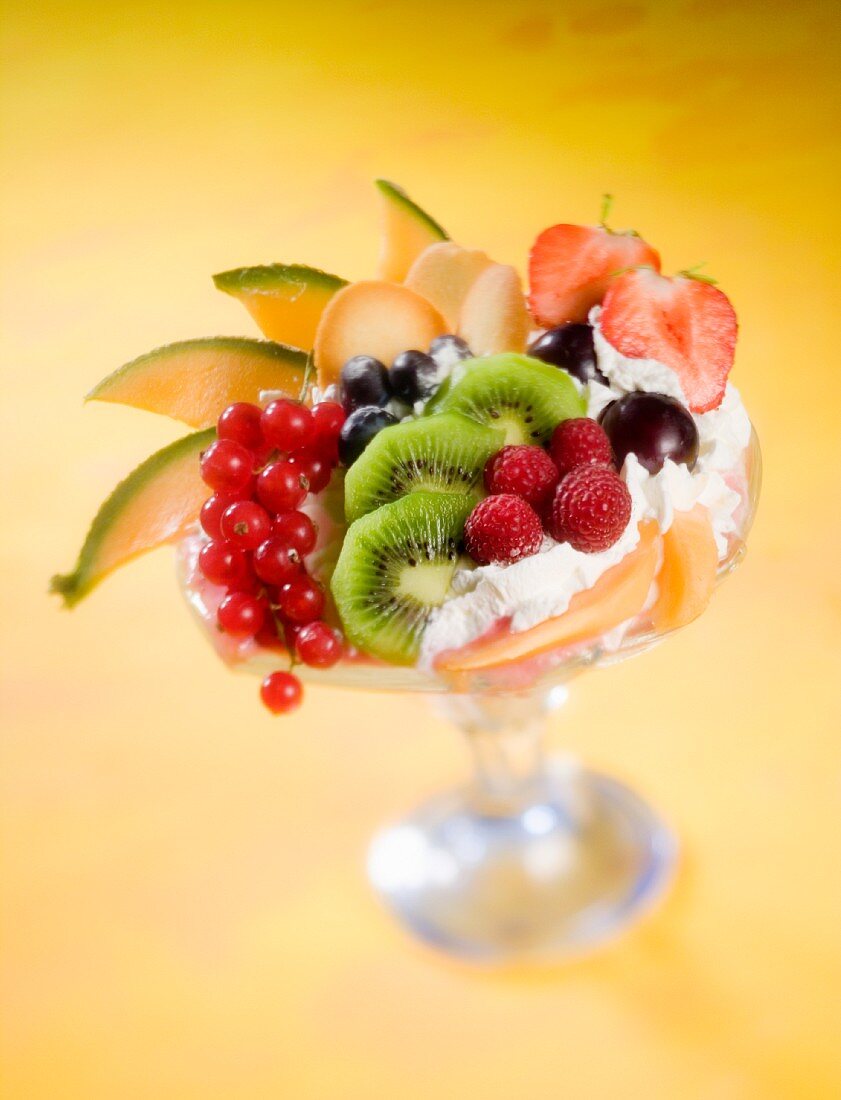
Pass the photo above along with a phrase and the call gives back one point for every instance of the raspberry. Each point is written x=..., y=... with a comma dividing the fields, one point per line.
x=590, y=509
x=502, y=529
x=524, y=471
x=579, y=442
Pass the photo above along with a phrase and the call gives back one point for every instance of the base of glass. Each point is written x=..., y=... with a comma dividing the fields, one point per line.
x=573, y=865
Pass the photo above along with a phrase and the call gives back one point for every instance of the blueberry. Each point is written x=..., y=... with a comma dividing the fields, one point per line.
x=449, y=350
x=570, y=347
x=364, y=381
x=653, y=427
x=413, y=376
x=358, y=430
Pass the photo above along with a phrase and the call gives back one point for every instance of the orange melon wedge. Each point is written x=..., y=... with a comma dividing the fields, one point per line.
x=619, y=594
x=373, y=318
x=195, y=380
x=286, y=300
x=154, y=505
x=688, y=573
x=407, y=231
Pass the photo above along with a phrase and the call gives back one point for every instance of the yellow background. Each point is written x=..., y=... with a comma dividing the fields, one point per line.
x=185, y=911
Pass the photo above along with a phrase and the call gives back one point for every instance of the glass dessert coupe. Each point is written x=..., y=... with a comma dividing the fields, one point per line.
x=534, y=857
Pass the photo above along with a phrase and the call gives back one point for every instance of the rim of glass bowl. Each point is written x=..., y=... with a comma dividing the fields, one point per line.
x=550, y=669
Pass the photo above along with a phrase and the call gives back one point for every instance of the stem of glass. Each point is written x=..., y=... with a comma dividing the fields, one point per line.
x=505, y=735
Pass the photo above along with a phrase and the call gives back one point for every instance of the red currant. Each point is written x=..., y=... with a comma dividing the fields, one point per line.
x=318, y=645
x=290, y=635
x=267, y=636
x=211, y=513
x=276, y=562
x=245, y=524
x=241, y=615
x=328, y=418
x=281, y=692
x=249, y=582
x=222, y=563
x=227, y=465
x=281, y=486
x=301, y=601
x=241, y=422
x=287, y=425
x=316, y=466
x=297, y=529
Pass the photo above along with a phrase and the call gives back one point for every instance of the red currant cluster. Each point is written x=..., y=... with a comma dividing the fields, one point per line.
x=261, y=468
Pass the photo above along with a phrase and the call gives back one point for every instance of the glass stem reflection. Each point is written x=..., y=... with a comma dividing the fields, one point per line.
x=506, y=738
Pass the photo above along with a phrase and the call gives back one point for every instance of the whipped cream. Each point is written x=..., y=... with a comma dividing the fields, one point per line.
x=541, y=586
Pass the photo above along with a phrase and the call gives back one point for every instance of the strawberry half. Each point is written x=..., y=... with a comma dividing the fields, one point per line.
x=684, y=322
x=571, y=268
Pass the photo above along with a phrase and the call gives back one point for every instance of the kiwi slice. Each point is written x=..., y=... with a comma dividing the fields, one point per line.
x=443, y=453
x=523, y=396
x=395, y=569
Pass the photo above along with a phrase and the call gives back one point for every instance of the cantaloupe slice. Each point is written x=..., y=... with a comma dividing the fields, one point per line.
x=286, y=300
x=688, y=573
x=373, y=318
x=195, y=380
x=494, y=317
x=154, y=505
x=407, y=231
x=443, y=274
x=618, y=595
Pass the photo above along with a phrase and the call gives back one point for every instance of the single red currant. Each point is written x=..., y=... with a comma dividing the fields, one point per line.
x=316, y=466
x=276, y=562
x=227, y=465
x=318, y=646
x=241, y=615
x=267, y=636
x=245, y=524
x=241, y=422
x=222, y=563
x=297, y=529
x=281, y=486
x=287, y=425
x=211, y=513
x=281, y=692
x=328, y=418
x=301, y=600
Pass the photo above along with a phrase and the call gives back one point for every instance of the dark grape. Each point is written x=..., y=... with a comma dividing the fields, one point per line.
x=358, y=430
x=413, y=376
x=653, y=427
x=570, y=347
x=364, y=381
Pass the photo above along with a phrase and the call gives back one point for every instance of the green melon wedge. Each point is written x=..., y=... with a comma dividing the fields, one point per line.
x=192, y=381
x=155, y=504
x=286, y=300
x=407, y=231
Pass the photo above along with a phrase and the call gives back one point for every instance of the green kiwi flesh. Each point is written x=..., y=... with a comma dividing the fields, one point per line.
x=523, y=396
x=395, y=569
x=444, y=453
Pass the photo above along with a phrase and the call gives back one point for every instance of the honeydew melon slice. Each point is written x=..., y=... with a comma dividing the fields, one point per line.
x=155, y=504
x=618, y=595
x=494, y=317
x=407, y=231
x=443, y=274
x=192, y=381
x=373, y=318
x=286, y=300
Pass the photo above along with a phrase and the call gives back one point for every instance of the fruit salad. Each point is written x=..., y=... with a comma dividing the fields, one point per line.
x=435, y=469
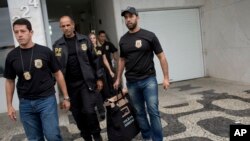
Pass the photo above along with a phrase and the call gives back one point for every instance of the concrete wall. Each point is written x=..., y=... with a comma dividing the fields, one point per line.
x=226, y=39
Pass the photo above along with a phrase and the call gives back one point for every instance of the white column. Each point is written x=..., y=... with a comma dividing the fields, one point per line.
x=31, y=10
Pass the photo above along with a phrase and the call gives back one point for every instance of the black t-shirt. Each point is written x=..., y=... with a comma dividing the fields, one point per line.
x=43, y=64
x=137, y=50
x=73, y=70
x=107, y=49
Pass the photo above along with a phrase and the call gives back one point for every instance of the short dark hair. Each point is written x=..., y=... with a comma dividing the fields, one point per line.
x=23, y=21
x=101, y=31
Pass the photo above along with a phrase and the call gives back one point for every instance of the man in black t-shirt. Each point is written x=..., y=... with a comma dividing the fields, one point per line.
x=83, y=73
x=137, y=48
x=34, y=65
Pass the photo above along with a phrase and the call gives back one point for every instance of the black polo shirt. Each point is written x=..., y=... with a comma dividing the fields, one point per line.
x=138, y=50
x=43, y=64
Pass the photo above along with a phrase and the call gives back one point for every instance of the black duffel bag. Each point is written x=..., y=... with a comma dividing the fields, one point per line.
x=121, y=121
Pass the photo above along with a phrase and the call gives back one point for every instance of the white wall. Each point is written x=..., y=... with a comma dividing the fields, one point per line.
x=226, y=39
x=104, y=11
x=144, y=5
x=147, y=5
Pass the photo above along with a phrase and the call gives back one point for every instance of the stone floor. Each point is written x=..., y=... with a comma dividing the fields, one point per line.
x=194, y=110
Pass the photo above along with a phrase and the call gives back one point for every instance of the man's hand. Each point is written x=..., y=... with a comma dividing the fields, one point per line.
x=65, y=104
x=165, y=84
x=12, y=113
x=99, y=85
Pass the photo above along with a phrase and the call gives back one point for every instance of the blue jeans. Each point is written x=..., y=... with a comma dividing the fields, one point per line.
x=40, y=118
x=146, y=92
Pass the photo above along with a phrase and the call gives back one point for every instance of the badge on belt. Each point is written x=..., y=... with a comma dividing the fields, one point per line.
x=84, y=47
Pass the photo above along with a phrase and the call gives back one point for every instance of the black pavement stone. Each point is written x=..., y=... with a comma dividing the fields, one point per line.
x=174, y=126
x=18, y=137
x=185, y=87
x=176, y=106
x=193, y=139
x=218, y=125
x=247, y=91
x=209, y=96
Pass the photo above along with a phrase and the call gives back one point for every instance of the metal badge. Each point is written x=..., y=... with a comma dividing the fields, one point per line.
x=38, y=63
x=138, y=43
x=84, y=47
x=58, y=51
x=107, y=47
x=27, y=75
x=99, y=52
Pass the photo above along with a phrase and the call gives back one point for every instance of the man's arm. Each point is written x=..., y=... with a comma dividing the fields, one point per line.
x=164, y=67
x=61, y=82
x=9, y=88
x=121, y=66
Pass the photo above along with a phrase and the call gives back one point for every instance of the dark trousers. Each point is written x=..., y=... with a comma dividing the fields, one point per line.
x=83, y=103
x=106, y=92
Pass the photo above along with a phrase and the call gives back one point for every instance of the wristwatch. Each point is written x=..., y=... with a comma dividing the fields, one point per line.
x=66, y=98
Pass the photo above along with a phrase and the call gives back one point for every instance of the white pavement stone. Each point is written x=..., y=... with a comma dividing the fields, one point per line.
x=232, y=104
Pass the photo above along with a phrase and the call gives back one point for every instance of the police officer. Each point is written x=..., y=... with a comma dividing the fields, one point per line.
x=34, y=64
x=83, y=72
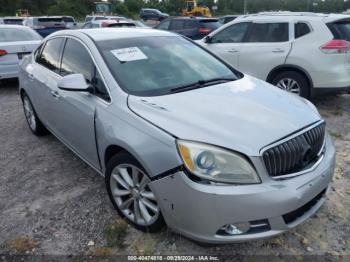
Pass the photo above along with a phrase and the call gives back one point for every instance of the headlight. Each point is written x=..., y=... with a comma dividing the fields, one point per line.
x=216, y=164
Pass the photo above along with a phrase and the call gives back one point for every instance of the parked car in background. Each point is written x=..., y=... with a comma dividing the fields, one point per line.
x=304, y=53
x=92, y=18
x=108, y=23
x=180, y=136
x=192, y=27
x=69, y=21
x=227, y=18
x=45, y=25
x=152, y=14
x=15, y=42
x=9, y=20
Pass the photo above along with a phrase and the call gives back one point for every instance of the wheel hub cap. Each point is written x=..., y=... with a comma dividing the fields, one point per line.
x=289, y=85
x=132, y=194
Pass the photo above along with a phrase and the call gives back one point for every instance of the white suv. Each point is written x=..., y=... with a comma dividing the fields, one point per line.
x=305, y=53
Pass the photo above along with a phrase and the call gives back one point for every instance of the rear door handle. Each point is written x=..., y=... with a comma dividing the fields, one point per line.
x=233, y=51
x=278, y=50
x=55, y=94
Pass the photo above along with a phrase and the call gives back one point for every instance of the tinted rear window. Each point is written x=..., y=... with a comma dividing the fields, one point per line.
x=68, y=19
x=269, y=32
x=210, y=24
x=13, y=21
x=49, y=19
x=340, y=30
x=13, y=35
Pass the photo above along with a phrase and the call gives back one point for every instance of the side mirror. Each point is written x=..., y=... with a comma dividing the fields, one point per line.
x=74, y=83
x=207, y=39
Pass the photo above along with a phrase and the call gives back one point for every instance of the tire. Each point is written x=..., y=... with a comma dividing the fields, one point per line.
x=133, y=193
x=285, y=80
x=34, y=123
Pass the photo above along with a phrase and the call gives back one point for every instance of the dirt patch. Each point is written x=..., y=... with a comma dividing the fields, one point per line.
x=49, y=195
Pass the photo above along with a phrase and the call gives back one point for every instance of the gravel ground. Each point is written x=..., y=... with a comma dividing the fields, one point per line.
x=51, y=202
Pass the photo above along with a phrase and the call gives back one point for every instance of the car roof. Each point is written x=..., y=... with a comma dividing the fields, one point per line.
x=14, y=26
x=286, y=15
x=108, y=33
x=192, y=18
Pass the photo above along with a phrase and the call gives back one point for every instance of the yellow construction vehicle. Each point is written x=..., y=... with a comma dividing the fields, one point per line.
x=192, y=9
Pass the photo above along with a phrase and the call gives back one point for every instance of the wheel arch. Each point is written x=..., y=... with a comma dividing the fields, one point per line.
x=283, y=68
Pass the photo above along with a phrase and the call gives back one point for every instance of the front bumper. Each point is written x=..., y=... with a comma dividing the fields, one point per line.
x=198, y=210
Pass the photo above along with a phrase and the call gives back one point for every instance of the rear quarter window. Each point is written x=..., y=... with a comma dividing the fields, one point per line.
x=301, y=29
x=340, y=29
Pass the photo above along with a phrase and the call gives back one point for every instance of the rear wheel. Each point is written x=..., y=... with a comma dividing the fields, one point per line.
x=34, y=123
x=293, y=82
x=129, y=190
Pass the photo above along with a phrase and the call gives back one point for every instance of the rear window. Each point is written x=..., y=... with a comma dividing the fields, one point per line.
x=16, y=34
x=68, y=19
x=13, y=21
x=50, y=19
x=269, y=33
x=340, y=30
x=210, y=24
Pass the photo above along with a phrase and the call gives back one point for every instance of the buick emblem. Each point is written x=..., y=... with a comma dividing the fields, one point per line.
x=306, y=151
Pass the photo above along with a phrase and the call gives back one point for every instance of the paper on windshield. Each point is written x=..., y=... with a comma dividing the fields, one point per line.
x=129, y=54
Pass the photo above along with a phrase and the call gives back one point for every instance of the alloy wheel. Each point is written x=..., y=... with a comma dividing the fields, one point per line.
x=29, y=113
x=290, y=85
x=133, y=196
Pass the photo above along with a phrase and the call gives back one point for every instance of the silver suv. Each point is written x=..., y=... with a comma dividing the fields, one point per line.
x=304, y=53
x=180, y=136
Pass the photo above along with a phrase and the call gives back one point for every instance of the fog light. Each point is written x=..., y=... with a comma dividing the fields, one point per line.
x=236, y=229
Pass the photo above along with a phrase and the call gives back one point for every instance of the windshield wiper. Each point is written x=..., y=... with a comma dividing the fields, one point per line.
x=201, y=84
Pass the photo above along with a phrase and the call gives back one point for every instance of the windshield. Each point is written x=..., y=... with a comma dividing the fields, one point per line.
x=17, y=34
x=150, y=66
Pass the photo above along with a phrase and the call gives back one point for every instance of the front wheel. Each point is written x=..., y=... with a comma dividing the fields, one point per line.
x=293, y=82
x=129, y=190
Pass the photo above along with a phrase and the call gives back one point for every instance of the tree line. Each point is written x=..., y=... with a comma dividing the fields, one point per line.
x=131, y=8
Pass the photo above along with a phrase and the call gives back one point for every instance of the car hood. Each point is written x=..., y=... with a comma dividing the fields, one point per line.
x=243, y=115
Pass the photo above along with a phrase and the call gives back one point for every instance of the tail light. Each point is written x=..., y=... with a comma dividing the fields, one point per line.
x=336, y=47
x=3, y=52
x=204, y=30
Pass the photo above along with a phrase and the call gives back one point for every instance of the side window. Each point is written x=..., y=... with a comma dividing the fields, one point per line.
x=269, y=32
x=76, y=60
x=301, y=29
x=232, y=34
x=177, y=24
x=100, y=88
x=164, y=25
x=189, y=24
x=50, y=55
x=87, y=25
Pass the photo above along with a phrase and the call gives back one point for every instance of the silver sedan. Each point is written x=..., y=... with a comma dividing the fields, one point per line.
x=181, y=137
x=15, y=42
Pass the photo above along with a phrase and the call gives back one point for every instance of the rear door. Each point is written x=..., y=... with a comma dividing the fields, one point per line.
x=266, y=47
x=227, y=42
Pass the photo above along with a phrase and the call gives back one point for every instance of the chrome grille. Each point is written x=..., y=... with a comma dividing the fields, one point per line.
x=295, y=154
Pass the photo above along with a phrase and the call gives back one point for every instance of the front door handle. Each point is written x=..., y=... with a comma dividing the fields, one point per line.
x=55, y=94
x=278, y=50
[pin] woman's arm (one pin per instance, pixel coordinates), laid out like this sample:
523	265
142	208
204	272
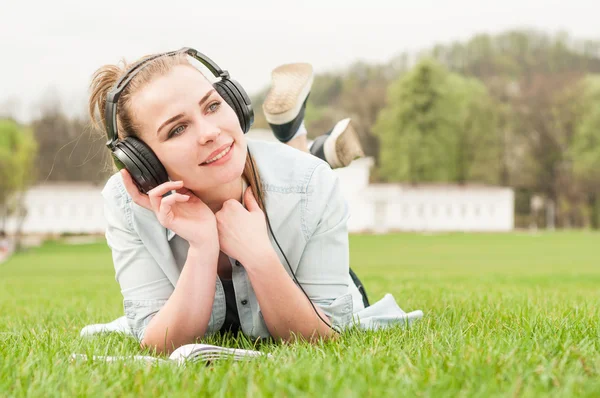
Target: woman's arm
287	312
323	270
161	316
186	313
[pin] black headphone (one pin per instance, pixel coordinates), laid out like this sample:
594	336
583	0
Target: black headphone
133	154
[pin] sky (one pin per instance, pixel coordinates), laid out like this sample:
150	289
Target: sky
50	49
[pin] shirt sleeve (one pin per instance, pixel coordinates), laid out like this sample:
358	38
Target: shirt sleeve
324	269
144	285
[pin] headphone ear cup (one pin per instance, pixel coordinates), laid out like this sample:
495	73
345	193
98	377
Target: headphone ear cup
152	172
233	93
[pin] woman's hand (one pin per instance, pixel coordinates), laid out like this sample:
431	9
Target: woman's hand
243	233
182	212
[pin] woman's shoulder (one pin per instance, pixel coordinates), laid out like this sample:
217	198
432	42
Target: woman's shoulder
283	168
114	189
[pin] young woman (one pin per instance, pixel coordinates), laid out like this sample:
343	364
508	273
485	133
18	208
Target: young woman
246	235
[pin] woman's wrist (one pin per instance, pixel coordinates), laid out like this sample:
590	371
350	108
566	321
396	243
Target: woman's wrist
260	258
204	250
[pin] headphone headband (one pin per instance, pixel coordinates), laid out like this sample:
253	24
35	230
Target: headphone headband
112	99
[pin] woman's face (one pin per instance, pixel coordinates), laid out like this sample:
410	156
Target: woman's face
193	131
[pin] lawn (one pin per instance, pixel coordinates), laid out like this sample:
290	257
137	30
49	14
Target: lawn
505	315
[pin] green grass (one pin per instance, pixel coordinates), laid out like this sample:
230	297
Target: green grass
505	315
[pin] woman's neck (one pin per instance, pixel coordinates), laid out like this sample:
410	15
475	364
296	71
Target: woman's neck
214	199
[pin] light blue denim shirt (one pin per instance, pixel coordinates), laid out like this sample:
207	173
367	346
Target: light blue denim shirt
309	218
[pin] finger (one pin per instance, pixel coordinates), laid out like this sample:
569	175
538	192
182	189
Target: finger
250	201
167	203
155	195
133	191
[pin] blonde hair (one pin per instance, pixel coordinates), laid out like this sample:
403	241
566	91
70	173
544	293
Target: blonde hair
105	78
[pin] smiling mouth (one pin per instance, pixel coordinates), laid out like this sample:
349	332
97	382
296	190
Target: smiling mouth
223	153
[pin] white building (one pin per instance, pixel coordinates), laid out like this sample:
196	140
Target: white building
78	208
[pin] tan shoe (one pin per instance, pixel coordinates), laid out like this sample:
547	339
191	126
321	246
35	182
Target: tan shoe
286	100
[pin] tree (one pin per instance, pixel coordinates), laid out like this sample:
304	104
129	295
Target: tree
585	149
17	156
437	127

# # # # # # #

Description of the task: Output, and output only, the lines from the one containing "Target: light blue denim shirt" through the last line of the data above.

Solution to this task:
Target: light blue denim shirt
309	218
[pin] finger (one pin per instance, pixel coordinates), laid out like this sample:
569	175
538	192
182	189
Target: finger
250	201
167	203
155	195
133	191
[pin] blonde hair (one pin per instance, pixel coordinates), laid out like this sample:
403	241
566	91
70	173
544	293
Target: blonde hair
105	78
[pin] smiling mouth (one pin per instance, pixel coordinates), laid out like this sample:
349	332
97	382
296	190
Target: smiling mouth
223	153
[pin] white building (one pin per instance, pixel coordinates), laid out like this sample:
196	140
Target: white building
78	208
[pin] tan shoe (one pin per instance, pixel coordinates), laid out like this sample:
547	339
191	126
321	246
35	182
Target: tan shoe
286	100
[pin] tree (one pin per instance, pixel coordinates), laid out like this sample:
304	104
129	295
Target: tree
585	149
17	156
437	127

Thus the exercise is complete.